British Rail Engineering Limited (BREL) was the railway systems engineering subsidiary of British Rail. Established in 1970, the maintenance arm was split as British Rail Maintenance Limited in 1987, and the design and building of trains was privatised in 1989, purchased by the Swiss-Swedish conglomerate Asea Brown Boveri (40%), Trafalgar House (40%), and a management-employee buy-out (20%). After ABB became the sole shareholder in September 1992, it was subsumed into ABB Transportation.

History

BREL was established by the British Railways Board on 1 January 1970 to take over the management of its 14 rolling stock maintenance centres, including Ashford, Crewe, Derby Litchurch Lane, Derby Locomotive, Doncaster, Eastleigh, Glasgow, Horwich, Shildon, Swindon, Wolverton, and York. Ashford Works closed in 1981, Shildon in 1984, and Swindon in 1986. In 1987, Doncaster, Eastleigh, Glasgow, and Wolverton were transferred to BR Maintenance.

Given task A: Reproduce the full text on British Rail Engineering Limited word for word.

Entries with coordinate annotations:

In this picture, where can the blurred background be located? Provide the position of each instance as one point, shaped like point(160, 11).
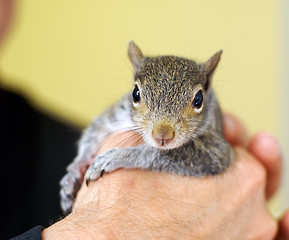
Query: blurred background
point(63, 62)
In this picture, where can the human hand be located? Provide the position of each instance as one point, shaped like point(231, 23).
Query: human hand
point(134, 204)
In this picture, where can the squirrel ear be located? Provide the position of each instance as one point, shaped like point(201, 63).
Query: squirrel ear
point(210, 66)
point(135, 55)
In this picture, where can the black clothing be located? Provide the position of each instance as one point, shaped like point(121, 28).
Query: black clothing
point(34, 152)
point(32, 234)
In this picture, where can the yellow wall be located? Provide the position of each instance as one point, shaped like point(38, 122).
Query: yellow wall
point(70, 56)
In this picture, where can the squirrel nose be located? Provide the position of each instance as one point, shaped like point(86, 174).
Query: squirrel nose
point(163, 134)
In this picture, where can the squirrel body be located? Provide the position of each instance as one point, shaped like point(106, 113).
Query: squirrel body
point(175, 111)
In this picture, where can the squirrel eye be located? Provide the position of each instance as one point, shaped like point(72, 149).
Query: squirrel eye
point(136, 94)
point(198, 100)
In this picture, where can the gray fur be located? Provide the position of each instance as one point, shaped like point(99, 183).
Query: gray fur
point(168, 86)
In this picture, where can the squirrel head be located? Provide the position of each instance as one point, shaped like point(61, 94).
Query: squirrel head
point(171, 97)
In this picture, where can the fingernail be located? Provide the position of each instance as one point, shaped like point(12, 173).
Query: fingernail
point(268, 141)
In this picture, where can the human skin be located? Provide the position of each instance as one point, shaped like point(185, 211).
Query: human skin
point(138, 204)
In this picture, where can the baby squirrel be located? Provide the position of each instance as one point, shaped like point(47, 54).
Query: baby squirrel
point(173, 108)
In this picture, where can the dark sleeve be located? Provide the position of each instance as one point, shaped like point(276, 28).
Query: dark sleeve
point(32, 234)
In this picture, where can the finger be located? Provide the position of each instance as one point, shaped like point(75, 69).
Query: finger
point(266, 149)
point(283, 233)
point(234, 130)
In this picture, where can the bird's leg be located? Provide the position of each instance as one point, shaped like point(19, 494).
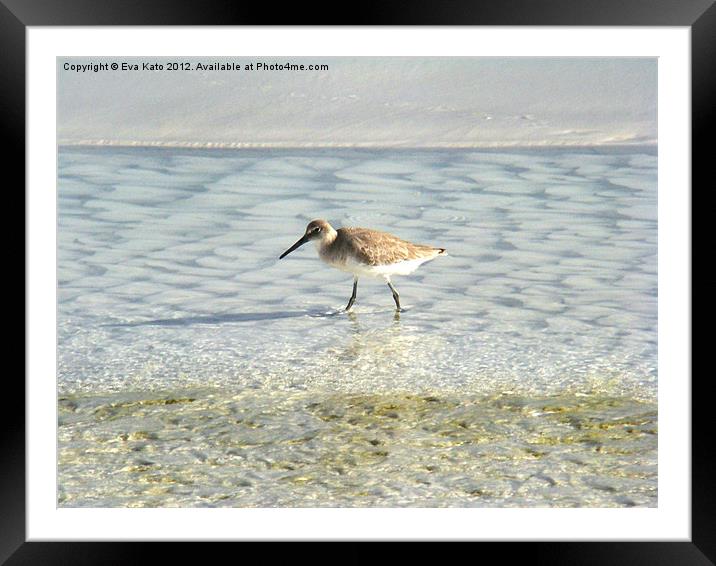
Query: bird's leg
point(396, 297)
point(353, 296)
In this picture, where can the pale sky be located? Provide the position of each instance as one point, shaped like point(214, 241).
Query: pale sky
point(409, 101)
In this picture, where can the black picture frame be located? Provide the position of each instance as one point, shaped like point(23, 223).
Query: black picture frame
point(17, 15)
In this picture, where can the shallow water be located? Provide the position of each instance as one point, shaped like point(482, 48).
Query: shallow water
point(195, 368)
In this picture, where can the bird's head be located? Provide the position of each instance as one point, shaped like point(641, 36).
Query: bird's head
point(316, 230)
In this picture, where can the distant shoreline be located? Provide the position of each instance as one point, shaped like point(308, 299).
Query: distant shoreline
point(651, 144)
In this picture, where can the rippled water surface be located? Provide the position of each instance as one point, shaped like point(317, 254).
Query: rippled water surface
point(195, 368)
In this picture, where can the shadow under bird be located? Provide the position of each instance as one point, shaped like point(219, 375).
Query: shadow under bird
point(365, 252)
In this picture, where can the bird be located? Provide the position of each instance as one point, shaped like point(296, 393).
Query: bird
point(365, 252)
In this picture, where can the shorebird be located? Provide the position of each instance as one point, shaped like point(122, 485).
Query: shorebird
point(361, 251)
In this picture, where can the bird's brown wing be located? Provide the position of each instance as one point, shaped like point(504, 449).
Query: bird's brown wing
point(380, 248)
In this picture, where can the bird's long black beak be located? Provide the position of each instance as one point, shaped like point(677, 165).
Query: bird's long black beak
point(294, 246)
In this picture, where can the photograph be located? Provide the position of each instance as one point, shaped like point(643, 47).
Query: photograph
point(357, 281)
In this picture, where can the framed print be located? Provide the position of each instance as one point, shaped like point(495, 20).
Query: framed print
point(488, 338)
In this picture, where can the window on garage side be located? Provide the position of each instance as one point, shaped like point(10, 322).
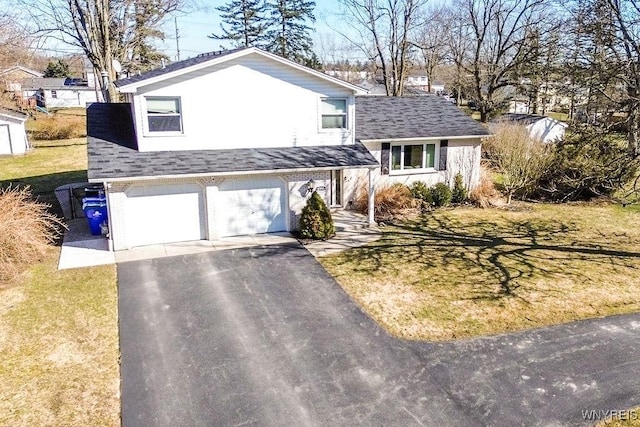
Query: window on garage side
point(413, 157)
point(334, 113)
point(164, 114)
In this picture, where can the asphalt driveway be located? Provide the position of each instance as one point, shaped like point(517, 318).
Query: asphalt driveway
point(264, 336)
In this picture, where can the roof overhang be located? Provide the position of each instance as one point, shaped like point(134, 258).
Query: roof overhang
point(20, 119)
point(133, 87)
point(424, 138)
point(229, 173)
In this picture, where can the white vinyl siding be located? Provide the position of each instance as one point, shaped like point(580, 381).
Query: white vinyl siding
point(412, 157)
point(163, 114)
point(334, 113)
point(249, 102)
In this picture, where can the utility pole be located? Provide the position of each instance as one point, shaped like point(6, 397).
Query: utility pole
point(175, 21)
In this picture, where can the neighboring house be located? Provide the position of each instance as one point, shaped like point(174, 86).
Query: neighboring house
point(195, 155)
point(13, 137)
point(543, 128)
point(54, 92)
point(12, 78)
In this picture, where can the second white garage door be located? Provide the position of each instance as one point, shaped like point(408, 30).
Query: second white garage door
point(164, 214)
point(251, 206)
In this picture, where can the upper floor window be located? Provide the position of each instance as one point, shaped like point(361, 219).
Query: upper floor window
point(413, 156)
point(164, 114)
point(334, 113)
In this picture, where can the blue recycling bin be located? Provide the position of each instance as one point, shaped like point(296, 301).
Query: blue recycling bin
point(95, 209)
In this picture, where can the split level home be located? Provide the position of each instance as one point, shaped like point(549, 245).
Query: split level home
point(232, 143)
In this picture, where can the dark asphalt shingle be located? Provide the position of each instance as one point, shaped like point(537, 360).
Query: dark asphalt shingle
point(112, 153)
point(386, 117)
point(175, 66)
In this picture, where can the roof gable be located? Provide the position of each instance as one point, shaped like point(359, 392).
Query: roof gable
point(430, 116)
point(131, 84)
point(23, 69)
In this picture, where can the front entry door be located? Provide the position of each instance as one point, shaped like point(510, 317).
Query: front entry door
point(336, 188)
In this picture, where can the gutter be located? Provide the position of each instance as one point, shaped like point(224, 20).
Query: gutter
point(231, 173)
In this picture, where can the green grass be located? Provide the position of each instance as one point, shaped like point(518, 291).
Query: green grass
point(49, 165)
point(58, 329)
point(468, 272)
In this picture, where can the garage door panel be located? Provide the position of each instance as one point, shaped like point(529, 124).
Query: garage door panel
point(164, 214)
point(251, 207)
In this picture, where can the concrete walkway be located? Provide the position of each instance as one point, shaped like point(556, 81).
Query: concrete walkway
point(81, 249)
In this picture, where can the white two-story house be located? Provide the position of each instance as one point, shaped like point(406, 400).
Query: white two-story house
point(228, 143)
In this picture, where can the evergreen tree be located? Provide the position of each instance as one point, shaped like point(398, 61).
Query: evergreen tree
point(288, 34)
point(245, 21)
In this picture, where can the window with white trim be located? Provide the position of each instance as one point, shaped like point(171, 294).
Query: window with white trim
point(164, 114)
point(410, 157)
point(334, 113)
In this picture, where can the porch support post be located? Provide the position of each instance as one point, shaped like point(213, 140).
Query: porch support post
point(372, 193)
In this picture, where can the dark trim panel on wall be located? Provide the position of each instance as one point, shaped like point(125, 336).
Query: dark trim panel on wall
point(384, 158)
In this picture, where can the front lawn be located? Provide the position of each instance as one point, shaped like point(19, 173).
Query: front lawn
point(58, 329)
point(467, 272)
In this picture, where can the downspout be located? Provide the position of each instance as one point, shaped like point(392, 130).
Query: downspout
point(372, 193)
point(107, 187)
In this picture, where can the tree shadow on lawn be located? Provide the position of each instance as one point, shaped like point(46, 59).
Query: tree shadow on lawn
point(504, 254)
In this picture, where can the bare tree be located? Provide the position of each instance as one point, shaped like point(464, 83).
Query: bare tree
point(625, 46)
point(103, 29)
point(387, 28)
point(431, 39)
point(498, 31)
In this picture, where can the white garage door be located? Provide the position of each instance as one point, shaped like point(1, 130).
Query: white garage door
point(5, 140)
point(251, 206)
point(164, 214)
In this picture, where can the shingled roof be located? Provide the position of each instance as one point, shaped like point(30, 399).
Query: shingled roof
point(112, 153)
point(387, 117)
point(175, 66)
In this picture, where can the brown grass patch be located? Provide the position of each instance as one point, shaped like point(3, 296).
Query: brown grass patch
point(391, 202)
point(468, 272)
point(59, 347)
point(60, 125)
point(26, 230)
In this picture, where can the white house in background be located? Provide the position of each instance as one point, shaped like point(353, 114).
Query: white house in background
point(228, 143)
point(13, 137)
point(59, 92)
point(543, 128)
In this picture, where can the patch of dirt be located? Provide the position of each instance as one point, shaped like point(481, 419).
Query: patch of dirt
point(10, 298)
point(67, 353)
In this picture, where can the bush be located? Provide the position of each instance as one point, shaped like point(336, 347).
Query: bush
point(485, 194)
point(26, 230)
point(440, 194)
point(589, 163)
point(390, 202)
point(315, 221)
point(421, 193)
point(520, 159)
point(459, 192)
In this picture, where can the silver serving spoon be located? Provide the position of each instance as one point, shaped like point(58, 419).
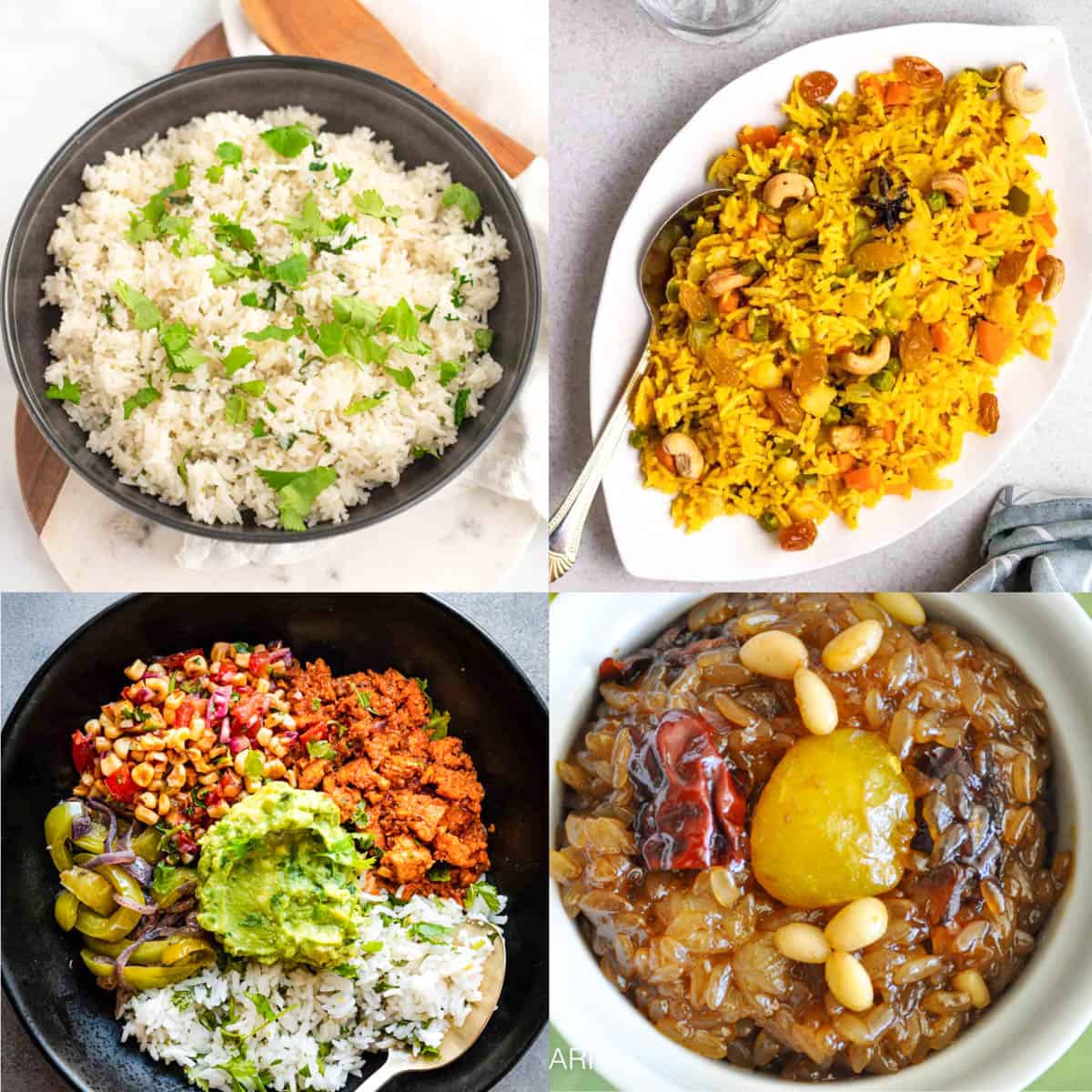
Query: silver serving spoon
point(567, 523)
point(459, 1040)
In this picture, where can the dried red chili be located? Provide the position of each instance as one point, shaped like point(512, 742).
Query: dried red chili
point(692, 814)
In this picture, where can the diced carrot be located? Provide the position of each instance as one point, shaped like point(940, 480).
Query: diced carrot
point(763, 136)
point(1046, 222)
point(982, 222)
point(896, 94)
point(864, 478)
point(727, 303)
point(869, 86)
point(1035, 287)
point(942, 339)
point(994, 341)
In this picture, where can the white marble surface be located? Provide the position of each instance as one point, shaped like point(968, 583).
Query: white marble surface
point(106, 47)
point(34, 625)
point(614, 72)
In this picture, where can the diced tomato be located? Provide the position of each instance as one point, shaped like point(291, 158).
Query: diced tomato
point(177, 659)
point(763, 136)
point(1046, 222)
point(83, 751)
point(942, 338)
point(189, 708)
point(247, 713)
point(994, 341)
point(121, 786)
point(864, 479)
point(259, 661)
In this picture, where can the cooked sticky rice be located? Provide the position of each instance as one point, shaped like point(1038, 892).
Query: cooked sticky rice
point(388, 235)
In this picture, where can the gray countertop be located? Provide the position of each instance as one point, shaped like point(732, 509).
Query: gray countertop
point(620, 90)
point(33, 625)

Given task B: Lay out the listing lines between the one holding "In this picture, where can the brown" and the one holding "point(459, 1040)", inclusive, as a JSON list of strings with one string per line. Skip blank lines and leave the pictures out.

Exercise result A:
British Rail Engineering Limited (BREL) was the railway systems engineering subsidiary of British Rail. Established in 1970, the maintenance arm was split as British Rail Maintenance Limited in 1987, and the design and building of trains was privatised in 1989, purchased by the Swiss-Swedish conglomerate Asea Brown Boveri (40%), Trafalgar House (40%), and a management-employee buy-out (20%). After ABB became the sole shareholder in September 1992, it was subsumed into ABB Transportation.

History

BREL was established by the British Railways Board on 1 January 1970 to take over the management of its 14 rolling stock maintenance centres, including Ashford, Crewe, Derby Litchurch Lane, Derby Locomotive, Doncaster, Eastleigh, Glasgow, Horwich, Shildon, Swindon, Wolverton, and York. Ashford Works closed in 1981, Shildon in 1984, and Swindon in 1986. In 1987, Doncaster, Eastleigh, Glasgow, and Wolverton were transferred to BR Maintenance.

Exercise result B:
[
  "In this picture, where can the brown grass patch be located? Provide the position of each instance as one point, shaped like point(3, 296).",
  "Query: brown grass patch",
  "point(391, 202)",
  "point(468, 272)",
  "point(59, 347)",
  "point(60, 125)",
  "point(26, 230)",
  "In this picture, where can the white house in background be located? Provide the position of each instance as one point, shaped like point(353, 114).",
  "Query: white house in background",
  "point(228, 143)",
  "point(13, 137)",
  "point(59, 92)",
  "point(543, 128)",
  "In this picture, where can the patch of dirt be located? Provide the position of each instance as one point, shaped like point(481, 419).",
  "Query: patch of dirt",
  "point(10, 298)",
  "point(67, 353)",
  "In this picture, where can the bush be located? Provide the position of each instance as one point, shaped like point(336, 347).",
  "Query: bush",
  "point(485, 194)",
  "point(26, 230)",
  "point(440, 194)",
  "point(589, 163)",
  "point(390, 202)",
  "point(315, 221)",
  "point(421, 193)",
  "point(520, 159)",
  "point(459, 192)",
  "In this picture, where can the silver serving spoon be located? Provide the position of each instance as one point, shaped like point(58, 419).",
  "Query: silver serving spoon",
  "point(567, 523)",
  "point(459, 1040)"
]